**HOW TO COMPLETE THIS TASK:**
Would you copy each line of the data below that has "with"?

───── DATASET EXTRACT ─────

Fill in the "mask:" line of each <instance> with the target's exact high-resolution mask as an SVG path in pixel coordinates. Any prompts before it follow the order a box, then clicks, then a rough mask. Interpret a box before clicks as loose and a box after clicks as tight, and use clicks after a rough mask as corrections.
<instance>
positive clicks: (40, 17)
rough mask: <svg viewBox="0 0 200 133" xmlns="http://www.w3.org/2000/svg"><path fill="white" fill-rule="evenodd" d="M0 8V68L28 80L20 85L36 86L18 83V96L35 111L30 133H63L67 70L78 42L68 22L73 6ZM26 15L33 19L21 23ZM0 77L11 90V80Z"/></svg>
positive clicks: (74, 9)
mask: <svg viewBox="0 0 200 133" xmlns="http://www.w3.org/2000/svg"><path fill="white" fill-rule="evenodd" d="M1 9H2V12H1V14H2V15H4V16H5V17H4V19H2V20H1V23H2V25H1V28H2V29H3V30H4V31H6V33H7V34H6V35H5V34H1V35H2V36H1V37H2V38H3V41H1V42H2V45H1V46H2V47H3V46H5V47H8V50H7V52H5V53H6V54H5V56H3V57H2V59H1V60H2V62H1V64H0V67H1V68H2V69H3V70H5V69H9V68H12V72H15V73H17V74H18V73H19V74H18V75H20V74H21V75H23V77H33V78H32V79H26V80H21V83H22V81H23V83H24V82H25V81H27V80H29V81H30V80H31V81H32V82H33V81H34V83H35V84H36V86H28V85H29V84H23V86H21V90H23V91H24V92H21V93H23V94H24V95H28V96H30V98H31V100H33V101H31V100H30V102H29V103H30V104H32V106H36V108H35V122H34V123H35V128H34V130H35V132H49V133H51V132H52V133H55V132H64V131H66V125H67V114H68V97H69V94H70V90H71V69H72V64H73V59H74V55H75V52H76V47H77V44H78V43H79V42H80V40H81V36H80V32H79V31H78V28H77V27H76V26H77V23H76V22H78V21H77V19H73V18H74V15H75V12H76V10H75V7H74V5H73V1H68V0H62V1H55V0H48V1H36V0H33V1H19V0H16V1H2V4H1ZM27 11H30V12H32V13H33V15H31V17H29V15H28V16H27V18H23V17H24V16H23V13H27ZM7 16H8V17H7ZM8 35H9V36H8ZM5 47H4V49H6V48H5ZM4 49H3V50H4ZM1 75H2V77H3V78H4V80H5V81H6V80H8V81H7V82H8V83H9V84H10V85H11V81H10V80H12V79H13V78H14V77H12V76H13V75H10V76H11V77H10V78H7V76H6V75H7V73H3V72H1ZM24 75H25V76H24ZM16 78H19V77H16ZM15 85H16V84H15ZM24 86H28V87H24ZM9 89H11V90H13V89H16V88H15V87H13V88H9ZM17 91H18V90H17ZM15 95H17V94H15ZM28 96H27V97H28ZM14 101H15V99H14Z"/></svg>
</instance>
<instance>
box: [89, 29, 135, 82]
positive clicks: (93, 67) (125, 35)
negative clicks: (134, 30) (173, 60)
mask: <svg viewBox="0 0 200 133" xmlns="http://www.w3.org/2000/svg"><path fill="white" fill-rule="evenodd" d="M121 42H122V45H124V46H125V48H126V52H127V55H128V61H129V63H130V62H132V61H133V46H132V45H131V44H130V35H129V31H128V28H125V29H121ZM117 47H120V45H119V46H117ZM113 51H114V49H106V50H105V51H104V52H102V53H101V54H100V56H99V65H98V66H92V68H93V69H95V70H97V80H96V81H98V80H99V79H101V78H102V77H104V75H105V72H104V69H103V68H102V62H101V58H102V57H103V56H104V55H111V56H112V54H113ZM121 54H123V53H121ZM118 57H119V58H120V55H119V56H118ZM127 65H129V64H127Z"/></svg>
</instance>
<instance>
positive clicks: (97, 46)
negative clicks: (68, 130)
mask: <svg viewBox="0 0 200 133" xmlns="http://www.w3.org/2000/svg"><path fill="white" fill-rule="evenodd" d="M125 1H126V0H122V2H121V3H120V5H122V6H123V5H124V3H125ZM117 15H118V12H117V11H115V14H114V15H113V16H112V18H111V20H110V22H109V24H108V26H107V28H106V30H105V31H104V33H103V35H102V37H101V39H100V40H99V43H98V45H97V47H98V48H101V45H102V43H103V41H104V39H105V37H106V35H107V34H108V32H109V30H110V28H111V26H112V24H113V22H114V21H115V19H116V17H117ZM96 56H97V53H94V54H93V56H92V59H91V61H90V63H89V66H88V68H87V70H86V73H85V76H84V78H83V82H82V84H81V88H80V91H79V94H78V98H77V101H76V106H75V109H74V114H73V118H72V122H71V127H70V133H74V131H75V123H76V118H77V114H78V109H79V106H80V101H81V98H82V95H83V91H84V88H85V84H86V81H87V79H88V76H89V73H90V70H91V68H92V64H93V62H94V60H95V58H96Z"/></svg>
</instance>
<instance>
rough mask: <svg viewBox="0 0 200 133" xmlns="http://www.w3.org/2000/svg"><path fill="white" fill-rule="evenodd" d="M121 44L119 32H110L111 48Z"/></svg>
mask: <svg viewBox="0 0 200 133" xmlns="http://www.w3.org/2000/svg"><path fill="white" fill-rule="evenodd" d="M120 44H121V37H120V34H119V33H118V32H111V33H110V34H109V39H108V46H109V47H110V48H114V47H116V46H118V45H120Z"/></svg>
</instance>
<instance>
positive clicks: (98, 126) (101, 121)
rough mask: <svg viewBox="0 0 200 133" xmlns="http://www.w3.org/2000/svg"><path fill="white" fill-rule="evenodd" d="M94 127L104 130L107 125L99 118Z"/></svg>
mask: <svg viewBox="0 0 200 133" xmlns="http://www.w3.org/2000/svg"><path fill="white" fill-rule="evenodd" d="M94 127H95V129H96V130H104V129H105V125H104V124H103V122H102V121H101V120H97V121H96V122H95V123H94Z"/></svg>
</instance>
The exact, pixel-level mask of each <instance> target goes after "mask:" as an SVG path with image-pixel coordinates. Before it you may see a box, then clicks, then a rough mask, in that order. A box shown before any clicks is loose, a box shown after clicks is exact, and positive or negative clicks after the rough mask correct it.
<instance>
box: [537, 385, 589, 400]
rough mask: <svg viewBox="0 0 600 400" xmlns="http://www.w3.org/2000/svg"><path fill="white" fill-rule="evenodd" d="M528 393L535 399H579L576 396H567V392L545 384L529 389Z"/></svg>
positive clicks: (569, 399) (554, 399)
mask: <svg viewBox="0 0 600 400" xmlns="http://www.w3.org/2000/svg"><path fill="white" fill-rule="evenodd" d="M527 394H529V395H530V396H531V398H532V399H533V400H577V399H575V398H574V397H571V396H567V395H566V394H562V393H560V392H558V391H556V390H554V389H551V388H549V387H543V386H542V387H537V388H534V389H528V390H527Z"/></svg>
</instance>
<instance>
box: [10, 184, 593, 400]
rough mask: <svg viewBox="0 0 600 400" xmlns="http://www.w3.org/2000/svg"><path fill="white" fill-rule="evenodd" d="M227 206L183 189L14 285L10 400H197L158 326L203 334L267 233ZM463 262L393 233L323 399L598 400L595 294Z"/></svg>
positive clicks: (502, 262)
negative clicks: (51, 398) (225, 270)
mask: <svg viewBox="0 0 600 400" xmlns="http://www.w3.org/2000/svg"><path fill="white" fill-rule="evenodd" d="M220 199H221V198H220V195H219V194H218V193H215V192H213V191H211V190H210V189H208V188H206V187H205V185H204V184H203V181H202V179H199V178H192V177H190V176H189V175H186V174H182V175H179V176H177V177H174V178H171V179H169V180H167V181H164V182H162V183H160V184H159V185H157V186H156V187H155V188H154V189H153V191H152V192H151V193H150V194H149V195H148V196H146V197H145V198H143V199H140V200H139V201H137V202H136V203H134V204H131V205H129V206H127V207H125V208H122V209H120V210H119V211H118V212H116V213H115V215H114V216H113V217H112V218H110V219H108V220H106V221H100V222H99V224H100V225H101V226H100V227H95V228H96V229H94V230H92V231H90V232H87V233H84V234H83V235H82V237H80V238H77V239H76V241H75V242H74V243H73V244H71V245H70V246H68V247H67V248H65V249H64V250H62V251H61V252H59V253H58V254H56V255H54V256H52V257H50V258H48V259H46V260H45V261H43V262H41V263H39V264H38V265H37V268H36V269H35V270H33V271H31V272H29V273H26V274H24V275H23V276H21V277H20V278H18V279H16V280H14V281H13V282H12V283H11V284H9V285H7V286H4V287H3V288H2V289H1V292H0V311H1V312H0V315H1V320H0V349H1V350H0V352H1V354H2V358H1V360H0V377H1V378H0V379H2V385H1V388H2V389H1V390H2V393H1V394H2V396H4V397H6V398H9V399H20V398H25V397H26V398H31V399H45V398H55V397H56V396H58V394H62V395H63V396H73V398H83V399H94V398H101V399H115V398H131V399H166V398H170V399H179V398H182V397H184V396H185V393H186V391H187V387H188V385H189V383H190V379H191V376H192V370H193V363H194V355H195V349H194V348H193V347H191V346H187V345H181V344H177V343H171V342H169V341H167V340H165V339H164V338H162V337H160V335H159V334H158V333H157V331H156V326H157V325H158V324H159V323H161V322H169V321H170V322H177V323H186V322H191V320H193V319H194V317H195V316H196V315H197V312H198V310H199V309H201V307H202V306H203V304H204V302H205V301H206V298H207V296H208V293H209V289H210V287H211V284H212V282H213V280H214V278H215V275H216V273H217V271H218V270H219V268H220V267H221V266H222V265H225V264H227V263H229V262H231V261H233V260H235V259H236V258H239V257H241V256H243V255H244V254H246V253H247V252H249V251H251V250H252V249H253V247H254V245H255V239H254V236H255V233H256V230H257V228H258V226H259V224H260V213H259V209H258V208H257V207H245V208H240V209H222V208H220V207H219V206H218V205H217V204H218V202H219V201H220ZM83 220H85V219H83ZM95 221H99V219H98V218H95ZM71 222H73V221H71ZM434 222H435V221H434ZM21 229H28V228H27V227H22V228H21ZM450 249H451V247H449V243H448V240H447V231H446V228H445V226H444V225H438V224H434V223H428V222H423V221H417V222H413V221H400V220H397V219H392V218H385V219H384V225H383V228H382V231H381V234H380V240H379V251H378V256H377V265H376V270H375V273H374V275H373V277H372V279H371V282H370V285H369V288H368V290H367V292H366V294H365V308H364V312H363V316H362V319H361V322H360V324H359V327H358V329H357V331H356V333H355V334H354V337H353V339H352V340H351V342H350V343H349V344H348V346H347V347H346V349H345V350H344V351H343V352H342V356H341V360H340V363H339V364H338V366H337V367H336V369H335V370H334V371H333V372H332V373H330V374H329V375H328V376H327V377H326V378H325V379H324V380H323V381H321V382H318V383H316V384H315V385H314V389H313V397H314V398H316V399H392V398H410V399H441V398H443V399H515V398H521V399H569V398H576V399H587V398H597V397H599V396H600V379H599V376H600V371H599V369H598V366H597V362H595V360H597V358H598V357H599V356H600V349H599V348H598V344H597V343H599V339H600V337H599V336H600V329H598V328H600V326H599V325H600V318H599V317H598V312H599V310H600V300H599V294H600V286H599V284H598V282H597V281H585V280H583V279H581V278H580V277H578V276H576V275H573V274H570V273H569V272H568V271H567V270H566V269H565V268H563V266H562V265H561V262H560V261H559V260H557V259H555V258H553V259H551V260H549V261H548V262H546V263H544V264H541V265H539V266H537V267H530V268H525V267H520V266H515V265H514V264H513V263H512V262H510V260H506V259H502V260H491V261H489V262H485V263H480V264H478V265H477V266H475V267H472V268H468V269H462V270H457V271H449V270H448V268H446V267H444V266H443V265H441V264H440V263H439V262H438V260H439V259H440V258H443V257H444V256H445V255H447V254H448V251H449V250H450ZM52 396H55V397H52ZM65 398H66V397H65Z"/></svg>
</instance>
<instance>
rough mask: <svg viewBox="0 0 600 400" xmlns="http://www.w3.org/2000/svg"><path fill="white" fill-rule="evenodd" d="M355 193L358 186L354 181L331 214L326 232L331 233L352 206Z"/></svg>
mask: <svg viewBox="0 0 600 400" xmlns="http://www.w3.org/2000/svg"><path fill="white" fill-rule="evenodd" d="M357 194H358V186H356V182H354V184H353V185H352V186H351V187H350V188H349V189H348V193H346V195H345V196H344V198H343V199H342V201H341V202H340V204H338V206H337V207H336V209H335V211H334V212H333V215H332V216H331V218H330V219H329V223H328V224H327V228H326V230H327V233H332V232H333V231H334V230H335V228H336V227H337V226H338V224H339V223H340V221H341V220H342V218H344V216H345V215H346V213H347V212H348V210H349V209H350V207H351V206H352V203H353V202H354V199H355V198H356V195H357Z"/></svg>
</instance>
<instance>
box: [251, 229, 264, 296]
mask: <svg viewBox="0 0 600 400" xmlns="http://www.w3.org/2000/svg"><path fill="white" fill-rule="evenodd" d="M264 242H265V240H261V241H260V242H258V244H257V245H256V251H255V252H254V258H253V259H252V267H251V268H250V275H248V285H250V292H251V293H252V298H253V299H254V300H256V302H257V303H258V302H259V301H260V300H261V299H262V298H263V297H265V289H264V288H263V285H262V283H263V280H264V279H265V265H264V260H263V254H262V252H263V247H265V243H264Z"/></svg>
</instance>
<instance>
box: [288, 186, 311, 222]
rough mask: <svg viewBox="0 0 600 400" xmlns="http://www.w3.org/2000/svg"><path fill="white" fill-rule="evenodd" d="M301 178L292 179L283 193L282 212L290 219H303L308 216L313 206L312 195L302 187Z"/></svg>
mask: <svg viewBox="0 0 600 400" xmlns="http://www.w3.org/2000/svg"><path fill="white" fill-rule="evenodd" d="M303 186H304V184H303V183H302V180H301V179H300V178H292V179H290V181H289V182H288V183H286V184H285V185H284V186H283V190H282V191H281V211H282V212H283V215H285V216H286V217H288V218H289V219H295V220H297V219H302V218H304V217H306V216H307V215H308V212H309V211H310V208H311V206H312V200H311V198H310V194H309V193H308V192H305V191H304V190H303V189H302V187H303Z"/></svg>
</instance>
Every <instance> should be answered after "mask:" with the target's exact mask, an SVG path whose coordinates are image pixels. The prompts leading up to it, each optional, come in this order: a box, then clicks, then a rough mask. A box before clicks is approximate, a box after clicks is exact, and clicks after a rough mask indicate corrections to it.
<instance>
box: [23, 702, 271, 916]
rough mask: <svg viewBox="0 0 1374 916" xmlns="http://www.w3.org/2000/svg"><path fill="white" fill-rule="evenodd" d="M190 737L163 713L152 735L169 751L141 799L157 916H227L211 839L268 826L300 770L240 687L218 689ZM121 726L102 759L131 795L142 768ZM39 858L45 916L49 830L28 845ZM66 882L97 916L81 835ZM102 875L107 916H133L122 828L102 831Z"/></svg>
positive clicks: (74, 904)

─────

**YOUR SOLUTION:**
Fill in the "mask:" line of each <instance> with the target's exact high-resolution mask as an SVG path in pixel coordinates. Any prompts before it follow the order a box, then clicks, then a rough mask. Interpret a box before clicks as loose and a box after clicks as tight, and use clicks after a rough mask as corrections.
The exact, pixel-level mask of each <instance> target goes after "mask:" as an SVG path with image-pixel coordinates. Before it you may see a box, then clicks, then a rough mask, in that order. A box shown before any clicks is loose, a box shown after clicks is exact, and positive or negative clicks after the rough mask correct it.
Every <instance> should be answered after "mask:" with the target's exact mask, an SVG path whose coordinates are image pixels. The prompts leading up to it, each optional, come in this order: a box, then clicks, then a rough mask. A box before clicks is approximate, a box after clicks is exact, and clicks after a rough mask indicate corrections to it.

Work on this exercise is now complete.